--- START ---

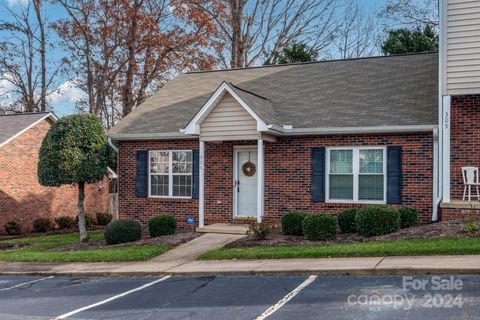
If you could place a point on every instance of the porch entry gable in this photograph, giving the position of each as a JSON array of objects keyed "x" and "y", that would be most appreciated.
[{"x": 226, "y": 114}]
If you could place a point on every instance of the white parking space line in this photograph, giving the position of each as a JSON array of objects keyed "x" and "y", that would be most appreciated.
[
  {"x": 25, "y": 283},
  {"x": 71, "y": 313},
  {"x": 287, "y": 298}
]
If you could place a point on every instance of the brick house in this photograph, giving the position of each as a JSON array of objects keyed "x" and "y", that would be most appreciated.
[
  {"x": 22, "y": 198},
  {"x": 254, "y": 143},
  {"x": 257, "y": 142}
]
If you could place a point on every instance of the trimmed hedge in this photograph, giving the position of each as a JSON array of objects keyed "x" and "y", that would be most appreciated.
[
  {"x": 408, "y": 217},
  {"x": 13, "y": 227},
  {"x": 122, "y": 231},
  {"x": 292, "y": 223},
  {"x": 319, "y": 227},
  {"x": 162, "y": 225},
  {"x": 42, "y": 225},
  {"x": 65, "y": 222},
  {"x": 346, "y": 220},
  {"x": 377, "y": 220},
  {"x": 104, "y": 218}
]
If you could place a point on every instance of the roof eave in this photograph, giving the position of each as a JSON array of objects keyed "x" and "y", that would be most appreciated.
[{"x": 278, "y": 131}]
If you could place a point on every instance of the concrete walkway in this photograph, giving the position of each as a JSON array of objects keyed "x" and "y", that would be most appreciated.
[
  {"x": 193, "y": 249},
  {"x": 469, "y": 264}
]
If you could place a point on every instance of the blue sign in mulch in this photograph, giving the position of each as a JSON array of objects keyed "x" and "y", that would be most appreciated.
[{"x": 191, "y": 220}]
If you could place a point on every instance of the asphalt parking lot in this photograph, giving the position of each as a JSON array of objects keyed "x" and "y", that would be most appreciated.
[{"x": 240, "y": 297}]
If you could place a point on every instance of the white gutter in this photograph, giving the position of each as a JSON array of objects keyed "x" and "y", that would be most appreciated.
[
  {"x": 279, "y": 131},
  {"x": 151, "y": 136},
  {"x": 350, "y": 130}
]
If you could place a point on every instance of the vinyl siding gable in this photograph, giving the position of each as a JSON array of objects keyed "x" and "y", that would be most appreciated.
[{"x": 228, "y": 121}]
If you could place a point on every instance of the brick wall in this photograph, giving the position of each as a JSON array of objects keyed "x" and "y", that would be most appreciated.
[
  {"x": 287, "y": 176},
  {"x": 457, "y": 213},
  {"x": 464, "y": 139},
  {"x": 23, "y": 198}
]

--- END ---

Short task: Quote word for word the items from the line containing "of the blue" up to and including the final line of the items.

Response to this task:
If you could place a point on every instance of the blue sign in mulch in this photograph, giving the position of each as a JSON array of objects keyed "x" and "y", that would be most appreciated.
[{"x": 191, "y": 220}]
If you could place a point on every instance of the asphalt parking lot in this photograph, giving the position of each as a JSON array of objects keyed "x" and "y", that would be most appreciated.
[{"x": 240, "y": 297}]
If you could place a point on every instance of the white gutter in this photograph, giving the position of each as a JSON array of objects keyed "x" and "y", that would be most appreciated.
[
  {"x": 279, "y": 131},
  {"x": 151, "y": 136},
  {"x": 350, "y": 130}
]
If you could place a point on every instance of the vinyl siding gable in this photograph, giving the position of each as a JSON array of objects keyed "x" and "y", that would be most appreciated.
[{"x": 228, "y": 121}]
If you could place a point on every instance of the brick wall in this photograph, giving the position of each as a JSON array of objects keyed "x" and "y", that would be most appreciated.
[
  {"x": 287, "y": 176},
  {"x": 457, "y": 213},
  {"x": 464, "y": 139},
  {"x": 23, "y": 198}
]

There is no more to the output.